While reading through the material below, copy each line that holds the word "instance".

[[ Stored data open ]]

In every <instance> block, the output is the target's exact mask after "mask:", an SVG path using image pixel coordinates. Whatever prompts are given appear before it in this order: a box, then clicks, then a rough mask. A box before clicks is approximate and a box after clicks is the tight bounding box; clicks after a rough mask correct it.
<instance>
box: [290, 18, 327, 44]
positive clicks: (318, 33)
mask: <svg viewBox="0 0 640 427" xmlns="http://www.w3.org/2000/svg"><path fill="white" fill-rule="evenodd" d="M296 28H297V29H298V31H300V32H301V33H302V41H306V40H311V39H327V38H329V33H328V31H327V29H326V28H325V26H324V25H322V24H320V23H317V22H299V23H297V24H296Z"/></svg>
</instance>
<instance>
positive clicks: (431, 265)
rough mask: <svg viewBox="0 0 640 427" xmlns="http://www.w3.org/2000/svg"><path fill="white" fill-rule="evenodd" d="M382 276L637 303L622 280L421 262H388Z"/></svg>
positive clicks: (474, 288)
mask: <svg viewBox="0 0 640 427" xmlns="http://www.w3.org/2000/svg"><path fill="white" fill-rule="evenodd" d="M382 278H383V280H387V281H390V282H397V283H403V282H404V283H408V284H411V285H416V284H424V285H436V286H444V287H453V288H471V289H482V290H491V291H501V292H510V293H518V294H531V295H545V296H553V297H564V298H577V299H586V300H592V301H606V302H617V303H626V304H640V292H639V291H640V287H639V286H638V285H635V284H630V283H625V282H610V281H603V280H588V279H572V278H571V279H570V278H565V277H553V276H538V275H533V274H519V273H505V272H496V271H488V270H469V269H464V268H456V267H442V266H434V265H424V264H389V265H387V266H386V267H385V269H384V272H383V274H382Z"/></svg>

[[ Stored data closed ]]

- Exercise output -
In every <instance> block, the output is the target's exact mask after "mask:", an SVG path using image pixel coordinates. Whatever prompts are given appear before it in this order: a box, then clicks, then a rough mask. A box before clicks is approximate and a box after clicks is the tight bounding box; clicks after a rough mask correct it.
<instance>
</instance>
<instance>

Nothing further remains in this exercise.